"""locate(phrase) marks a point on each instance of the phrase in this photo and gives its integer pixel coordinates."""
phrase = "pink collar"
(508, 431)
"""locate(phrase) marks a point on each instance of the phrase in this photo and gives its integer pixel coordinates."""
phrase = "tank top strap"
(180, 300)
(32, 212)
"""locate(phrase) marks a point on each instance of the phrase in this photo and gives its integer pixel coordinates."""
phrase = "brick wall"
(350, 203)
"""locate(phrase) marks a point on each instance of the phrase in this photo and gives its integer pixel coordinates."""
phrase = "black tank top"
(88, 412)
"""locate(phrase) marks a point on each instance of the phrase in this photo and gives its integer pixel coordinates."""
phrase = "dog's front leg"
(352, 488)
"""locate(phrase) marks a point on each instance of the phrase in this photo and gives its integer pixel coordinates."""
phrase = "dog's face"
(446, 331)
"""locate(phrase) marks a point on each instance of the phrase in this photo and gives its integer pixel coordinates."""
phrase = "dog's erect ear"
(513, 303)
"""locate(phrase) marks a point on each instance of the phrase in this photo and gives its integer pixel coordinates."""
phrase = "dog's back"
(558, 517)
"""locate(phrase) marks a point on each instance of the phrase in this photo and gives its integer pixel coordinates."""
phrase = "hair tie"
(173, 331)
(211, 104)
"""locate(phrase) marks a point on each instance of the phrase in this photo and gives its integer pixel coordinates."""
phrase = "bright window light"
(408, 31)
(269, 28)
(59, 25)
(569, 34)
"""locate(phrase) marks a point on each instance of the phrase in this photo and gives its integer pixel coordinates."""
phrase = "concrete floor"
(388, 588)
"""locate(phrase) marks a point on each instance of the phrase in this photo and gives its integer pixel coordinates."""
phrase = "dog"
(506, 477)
= = = = = = =
Your task is to repeat every line exactly.

Result below -
"""locate(phrase) marks a point on each instance of the phrase in this photo and gives its integer pixel coordinates."""
phrase = "pink collar"
(508, 431)
"""locate(phrase) marks a point on each instance of the phrase in this photo and gives its integer pixel coordinates."""
phrase = "tank top strap"
(180, 300)
(32, 212)
"""locate(phrase) marks a point on each instance of the phrase in this photo and gives its integer pixel coordinates."""
phrase = "brick wall"
(350, 203)
"""locate(phrase) marks a point on each instance of the phrase in this photo and gives its integer pixel coordinates."""
phrase = "black tank top"
(88, 412)
"""locate(phrase) marks a point on each instance of the phrase in this photo and gives its integer pixel coordinates."""
phrase = "dog's front leg"
(352, 488)
"""locate(phrase) marks a point on each instance of the phrase in this photo and gives its integer pixel coordinates."""
phrase = "dog's face"
(446, 331)
"""locate(phrase) marks a point on each instance of the phrase in this photo and gives its integer pixel coordinates."""
phrase = "dog's erect ear"
(513, 303)
"""locate(phrase) marks a point on each instance of the phrase in this photo and gives its integer pixel coordinates."""
phrase = "dog's back"
(558, 517)
"""locate(phrase) marks a point on each instance of the phrase in this photo and gives its integer pixel coordinates."""
phrase = "hair tie"
(173, 331)
(211, 104)
"""locate(phrase) marks a point on each instance of the phrase in this photo and gives its integer pixel coordinates."""
phrase = "bright window light"
(408, 31)
(269, 28)
(59, 25)
(569, 34)
"""locate(phrase) marks a point on each instance of the phrase in this photo and gives its integer pixel coordinates."""
phrase = "concrete floor"
(388, 588)
"""locate(phrase) marks a point on each instance of the phrase in this photo and gives its integer pixel coordinates."""
phrase = "dog"
(506, 477)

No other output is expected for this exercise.